Pointing dataset records
☆ ☆ ☆ ☆

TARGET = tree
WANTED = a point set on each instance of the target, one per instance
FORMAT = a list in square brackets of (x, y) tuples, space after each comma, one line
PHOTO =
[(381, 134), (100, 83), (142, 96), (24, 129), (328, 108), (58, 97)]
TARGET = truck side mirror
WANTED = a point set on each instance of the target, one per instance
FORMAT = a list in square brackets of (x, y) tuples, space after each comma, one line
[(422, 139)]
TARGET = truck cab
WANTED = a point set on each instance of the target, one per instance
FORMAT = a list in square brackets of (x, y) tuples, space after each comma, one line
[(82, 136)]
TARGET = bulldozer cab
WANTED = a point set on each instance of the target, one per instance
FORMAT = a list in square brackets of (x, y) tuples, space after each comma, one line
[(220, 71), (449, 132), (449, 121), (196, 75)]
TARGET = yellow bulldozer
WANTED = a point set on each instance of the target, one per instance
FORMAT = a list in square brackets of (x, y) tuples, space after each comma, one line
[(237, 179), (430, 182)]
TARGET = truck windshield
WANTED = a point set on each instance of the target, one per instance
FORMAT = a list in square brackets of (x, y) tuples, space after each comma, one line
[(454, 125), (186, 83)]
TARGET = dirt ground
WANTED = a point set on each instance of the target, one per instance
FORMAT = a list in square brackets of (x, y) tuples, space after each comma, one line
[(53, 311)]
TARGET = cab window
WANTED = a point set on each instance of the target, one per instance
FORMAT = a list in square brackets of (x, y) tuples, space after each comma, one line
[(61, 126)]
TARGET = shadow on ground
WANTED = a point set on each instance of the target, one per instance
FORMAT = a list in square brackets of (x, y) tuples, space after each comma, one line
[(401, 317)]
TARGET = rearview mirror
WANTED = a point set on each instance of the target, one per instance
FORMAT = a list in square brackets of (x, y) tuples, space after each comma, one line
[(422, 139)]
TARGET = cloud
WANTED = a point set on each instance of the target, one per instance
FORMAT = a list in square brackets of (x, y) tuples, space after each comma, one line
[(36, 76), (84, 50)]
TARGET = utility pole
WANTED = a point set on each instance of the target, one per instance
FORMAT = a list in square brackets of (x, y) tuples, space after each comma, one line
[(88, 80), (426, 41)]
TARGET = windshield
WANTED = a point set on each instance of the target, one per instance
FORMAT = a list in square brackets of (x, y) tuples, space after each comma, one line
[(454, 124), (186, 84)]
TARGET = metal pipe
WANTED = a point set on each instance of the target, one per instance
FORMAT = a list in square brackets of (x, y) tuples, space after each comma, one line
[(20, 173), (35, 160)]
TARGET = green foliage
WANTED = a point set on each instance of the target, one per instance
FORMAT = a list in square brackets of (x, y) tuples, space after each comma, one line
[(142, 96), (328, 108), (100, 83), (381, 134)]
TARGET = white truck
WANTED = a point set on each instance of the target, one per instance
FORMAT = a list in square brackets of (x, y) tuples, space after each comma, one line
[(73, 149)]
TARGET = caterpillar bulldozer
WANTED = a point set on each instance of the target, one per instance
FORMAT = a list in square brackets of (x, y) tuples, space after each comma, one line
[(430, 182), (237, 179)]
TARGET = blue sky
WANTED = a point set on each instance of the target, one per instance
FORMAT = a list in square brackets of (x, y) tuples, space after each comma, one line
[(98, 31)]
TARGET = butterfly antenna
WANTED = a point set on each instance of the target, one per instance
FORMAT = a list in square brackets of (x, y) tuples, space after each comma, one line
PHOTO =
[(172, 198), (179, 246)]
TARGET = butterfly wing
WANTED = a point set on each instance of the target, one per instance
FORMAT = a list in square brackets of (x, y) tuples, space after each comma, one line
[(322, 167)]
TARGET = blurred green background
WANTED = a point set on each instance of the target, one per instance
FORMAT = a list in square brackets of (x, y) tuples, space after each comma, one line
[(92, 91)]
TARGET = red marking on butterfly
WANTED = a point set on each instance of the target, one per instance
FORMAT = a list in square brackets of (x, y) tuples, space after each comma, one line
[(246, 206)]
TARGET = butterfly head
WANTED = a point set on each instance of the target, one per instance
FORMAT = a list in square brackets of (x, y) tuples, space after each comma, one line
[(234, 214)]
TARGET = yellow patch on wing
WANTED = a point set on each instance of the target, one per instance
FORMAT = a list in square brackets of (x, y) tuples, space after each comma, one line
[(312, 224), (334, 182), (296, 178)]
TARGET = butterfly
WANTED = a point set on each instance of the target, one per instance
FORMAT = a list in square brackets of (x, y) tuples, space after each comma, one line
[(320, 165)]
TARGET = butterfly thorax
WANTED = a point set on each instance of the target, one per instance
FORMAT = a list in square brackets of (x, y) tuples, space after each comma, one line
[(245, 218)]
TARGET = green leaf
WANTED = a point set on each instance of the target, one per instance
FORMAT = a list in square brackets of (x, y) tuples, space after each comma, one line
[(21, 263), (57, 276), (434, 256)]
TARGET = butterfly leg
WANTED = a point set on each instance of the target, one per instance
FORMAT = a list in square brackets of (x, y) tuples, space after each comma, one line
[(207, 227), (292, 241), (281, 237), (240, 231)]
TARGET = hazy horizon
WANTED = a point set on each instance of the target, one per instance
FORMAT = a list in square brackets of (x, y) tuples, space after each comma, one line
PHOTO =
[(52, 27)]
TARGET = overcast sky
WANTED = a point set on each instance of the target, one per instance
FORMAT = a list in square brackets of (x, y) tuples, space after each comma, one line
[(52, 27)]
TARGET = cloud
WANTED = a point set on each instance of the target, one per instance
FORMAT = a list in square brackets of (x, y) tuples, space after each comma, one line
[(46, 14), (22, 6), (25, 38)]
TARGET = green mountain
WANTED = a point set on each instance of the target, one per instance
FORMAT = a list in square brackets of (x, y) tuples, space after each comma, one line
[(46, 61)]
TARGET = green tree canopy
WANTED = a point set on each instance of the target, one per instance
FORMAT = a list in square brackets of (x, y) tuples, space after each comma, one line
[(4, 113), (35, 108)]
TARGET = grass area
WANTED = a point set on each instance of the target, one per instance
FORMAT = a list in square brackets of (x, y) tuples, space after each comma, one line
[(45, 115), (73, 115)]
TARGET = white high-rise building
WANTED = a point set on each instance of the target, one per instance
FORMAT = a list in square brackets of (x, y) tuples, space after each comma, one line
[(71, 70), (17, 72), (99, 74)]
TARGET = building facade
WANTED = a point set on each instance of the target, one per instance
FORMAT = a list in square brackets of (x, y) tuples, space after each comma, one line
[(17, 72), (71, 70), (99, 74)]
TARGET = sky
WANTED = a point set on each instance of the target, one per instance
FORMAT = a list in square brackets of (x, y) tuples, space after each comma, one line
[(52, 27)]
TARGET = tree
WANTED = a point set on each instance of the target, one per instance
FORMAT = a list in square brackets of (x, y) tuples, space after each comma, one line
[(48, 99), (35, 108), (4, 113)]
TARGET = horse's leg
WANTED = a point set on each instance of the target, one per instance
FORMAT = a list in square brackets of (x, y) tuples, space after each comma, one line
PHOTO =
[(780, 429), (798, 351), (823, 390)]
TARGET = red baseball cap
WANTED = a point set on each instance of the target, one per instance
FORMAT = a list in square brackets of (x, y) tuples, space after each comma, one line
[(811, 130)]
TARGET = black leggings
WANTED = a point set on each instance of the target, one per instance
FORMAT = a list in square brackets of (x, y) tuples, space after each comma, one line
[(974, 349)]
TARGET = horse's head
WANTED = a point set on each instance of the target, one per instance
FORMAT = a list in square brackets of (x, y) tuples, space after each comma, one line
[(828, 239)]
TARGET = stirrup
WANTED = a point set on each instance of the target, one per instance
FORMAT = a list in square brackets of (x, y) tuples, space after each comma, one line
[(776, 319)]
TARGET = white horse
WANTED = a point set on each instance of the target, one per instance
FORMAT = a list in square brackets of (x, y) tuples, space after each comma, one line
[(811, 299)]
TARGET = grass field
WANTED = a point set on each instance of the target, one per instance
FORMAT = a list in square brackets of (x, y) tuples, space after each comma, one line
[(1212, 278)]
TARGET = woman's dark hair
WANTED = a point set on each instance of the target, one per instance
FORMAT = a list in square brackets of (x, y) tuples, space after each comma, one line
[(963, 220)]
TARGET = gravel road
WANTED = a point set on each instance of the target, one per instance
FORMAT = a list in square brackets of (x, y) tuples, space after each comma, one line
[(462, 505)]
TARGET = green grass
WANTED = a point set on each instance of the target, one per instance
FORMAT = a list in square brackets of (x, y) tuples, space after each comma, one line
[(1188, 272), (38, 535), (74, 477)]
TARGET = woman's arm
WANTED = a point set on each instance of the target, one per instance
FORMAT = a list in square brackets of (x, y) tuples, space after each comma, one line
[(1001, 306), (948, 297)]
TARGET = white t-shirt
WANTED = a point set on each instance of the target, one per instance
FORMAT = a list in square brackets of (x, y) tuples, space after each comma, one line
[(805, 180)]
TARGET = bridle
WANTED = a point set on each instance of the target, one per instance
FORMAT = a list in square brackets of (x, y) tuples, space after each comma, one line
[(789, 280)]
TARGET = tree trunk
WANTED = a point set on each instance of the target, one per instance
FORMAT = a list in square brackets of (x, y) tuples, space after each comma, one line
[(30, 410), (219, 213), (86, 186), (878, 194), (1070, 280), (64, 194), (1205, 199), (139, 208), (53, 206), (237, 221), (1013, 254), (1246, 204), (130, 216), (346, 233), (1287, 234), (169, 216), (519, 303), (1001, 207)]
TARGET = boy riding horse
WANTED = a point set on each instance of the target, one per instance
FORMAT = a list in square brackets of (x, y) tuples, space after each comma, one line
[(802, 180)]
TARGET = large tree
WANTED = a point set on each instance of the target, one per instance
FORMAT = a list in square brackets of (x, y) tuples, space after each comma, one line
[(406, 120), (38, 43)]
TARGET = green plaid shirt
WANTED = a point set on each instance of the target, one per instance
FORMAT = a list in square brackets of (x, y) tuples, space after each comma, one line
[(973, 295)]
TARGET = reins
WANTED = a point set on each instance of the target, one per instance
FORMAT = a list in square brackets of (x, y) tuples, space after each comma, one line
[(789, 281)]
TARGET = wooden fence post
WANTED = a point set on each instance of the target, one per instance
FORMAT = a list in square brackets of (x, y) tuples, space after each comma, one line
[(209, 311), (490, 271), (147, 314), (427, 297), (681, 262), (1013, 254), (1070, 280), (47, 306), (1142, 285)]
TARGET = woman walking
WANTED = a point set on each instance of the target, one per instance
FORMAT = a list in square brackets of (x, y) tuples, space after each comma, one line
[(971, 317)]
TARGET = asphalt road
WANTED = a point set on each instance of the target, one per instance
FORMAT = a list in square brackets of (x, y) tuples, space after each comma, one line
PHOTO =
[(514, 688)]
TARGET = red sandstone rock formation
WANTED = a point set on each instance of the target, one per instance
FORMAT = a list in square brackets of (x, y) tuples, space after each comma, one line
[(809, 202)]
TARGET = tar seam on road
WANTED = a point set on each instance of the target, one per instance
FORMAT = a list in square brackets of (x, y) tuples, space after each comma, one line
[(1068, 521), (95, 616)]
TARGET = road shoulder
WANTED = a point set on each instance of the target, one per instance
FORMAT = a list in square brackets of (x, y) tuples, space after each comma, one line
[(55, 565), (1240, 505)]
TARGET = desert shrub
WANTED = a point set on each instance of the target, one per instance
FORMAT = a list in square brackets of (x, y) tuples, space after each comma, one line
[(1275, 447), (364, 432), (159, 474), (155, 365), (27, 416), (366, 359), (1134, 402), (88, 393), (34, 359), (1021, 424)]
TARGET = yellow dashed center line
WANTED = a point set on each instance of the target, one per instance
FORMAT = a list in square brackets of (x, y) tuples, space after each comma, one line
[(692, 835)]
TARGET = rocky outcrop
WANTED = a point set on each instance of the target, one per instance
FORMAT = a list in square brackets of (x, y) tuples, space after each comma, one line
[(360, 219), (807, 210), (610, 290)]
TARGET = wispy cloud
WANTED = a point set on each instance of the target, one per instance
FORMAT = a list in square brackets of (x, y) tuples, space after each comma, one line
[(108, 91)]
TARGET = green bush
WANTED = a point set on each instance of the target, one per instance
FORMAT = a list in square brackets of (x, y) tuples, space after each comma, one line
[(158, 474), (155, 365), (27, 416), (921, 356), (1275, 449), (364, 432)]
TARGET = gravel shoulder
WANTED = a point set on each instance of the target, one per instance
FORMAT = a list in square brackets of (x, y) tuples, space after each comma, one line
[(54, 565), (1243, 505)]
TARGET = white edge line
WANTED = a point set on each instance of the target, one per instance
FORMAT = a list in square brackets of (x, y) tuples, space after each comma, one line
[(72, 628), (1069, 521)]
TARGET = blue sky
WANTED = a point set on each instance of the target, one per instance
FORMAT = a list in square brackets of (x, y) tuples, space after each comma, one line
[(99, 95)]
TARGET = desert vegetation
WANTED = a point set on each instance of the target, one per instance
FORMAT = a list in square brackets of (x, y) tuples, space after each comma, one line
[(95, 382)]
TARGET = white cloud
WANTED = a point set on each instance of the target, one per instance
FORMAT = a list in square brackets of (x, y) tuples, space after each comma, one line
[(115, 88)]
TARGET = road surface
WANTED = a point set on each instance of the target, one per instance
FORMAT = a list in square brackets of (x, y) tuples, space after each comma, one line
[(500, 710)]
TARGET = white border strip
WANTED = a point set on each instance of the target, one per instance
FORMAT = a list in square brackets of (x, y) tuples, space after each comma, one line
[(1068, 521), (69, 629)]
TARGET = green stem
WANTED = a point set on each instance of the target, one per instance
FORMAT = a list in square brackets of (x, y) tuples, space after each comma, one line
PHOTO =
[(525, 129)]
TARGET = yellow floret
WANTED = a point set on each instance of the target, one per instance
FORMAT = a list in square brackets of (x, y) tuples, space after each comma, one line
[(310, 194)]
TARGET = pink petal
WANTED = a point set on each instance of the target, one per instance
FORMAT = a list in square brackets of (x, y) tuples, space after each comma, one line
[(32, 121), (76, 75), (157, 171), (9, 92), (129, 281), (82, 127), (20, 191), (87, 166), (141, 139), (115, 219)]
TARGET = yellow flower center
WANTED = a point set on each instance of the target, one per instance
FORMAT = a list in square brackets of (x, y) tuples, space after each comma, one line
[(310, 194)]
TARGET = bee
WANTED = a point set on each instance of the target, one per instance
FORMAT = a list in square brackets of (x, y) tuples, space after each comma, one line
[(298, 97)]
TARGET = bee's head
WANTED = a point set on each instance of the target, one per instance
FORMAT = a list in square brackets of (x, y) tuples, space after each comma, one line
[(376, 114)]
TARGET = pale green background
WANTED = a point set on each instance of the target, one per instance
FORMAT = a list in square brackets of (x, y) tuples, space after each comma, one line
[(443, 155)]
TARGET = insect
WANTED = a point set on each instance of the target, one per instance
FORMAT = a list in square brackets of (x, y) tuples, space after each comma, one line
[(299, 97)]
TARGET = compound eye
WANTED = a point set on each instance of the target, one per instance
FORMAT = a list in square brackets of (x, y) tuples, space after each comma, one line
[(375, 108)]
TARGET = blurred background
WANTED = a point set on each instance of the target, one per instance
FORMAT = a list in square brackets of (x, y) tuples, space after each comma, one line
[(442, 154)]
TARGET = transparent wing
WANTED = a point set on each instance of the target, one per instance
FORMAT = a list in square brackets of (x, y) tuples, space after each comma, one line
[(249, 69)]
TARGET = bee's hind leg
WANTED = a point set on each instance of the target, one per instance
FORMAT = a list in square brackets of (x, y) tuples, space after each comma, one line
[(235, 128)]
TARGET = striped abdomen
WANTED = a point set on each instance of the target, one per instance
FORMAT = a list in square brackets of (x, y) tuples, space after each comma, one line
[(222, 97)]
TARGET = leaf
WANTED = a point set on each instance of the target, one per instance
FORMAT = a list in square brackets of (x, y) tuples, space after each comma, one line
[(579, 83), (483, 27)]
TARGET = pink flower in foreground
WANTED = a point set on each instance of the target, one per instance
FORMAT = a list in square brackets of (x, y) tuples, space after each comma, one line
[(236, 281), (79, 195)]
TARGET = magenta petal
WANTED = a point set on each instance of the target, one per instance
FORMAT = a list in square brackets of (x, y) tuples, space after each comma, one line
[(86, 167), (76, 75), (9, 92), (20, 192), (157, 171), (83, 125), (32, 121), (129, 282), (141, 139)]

☆ ☆ ☆ ☆

Edit everything from the line containing "TARGET = stirrup" down to the line containing "[(805, 180)]" by changing "woman's" to "rider's" and keeping all else the same. Return only those lines.

TARGET = stirrup
WANTED = a point set on each instance of the target, one per instance
FORMAT = a list in square brackets of (x, y) tuples, space after each comma, one line
[(776, 319)]
TARGET = white horse
WANTED = a point set on each instance of the target, one per instance
FORMAT = a list in square brackets of (x, y) tuples, space after each comma, one line
[(811, 299)]
TARGET = grass field
WANTED = a point set on each instance of the target, one per instance
FORMAT = a list in square brackets of (x, y) tuples, space after each comma, one line
[(1212, 278)]
TARGET = rider's dark hair
WANTED = a point set on each instance of the target, one per instance
FORMAT = a list in square brackets of (x, y) tuples, space after each comma, one line
[(963, 220)]
TARGET = gravel road
WANTED = a point set on each instance of the target, one per instance
FORMAT = a list in square brackets of (x, y) tuples, space after each comma, one line
[(462, 505)]
TARGET = green grass
WANTED = a point set on each instance of the target, one per instance
FORMAT = a list in square brackets of (x, y) tuples, space after each comma, one line
[(1188, 272), (38, 535), (74, 477)]
TARGET = rider's arm
WANTED = a point set on each instance of the target, one per instance
FORMAT = a list in square brackets of (x, y) tuples, space after each comma, one line
[(1001, 306), (948, 297)]
TARGET = white t-shirt
WANTED = a point set on each instance of the target, one per instance
FORMAT = a list in square brackets of (x, y) tuples, space after each comma, one line
[(805, 180)]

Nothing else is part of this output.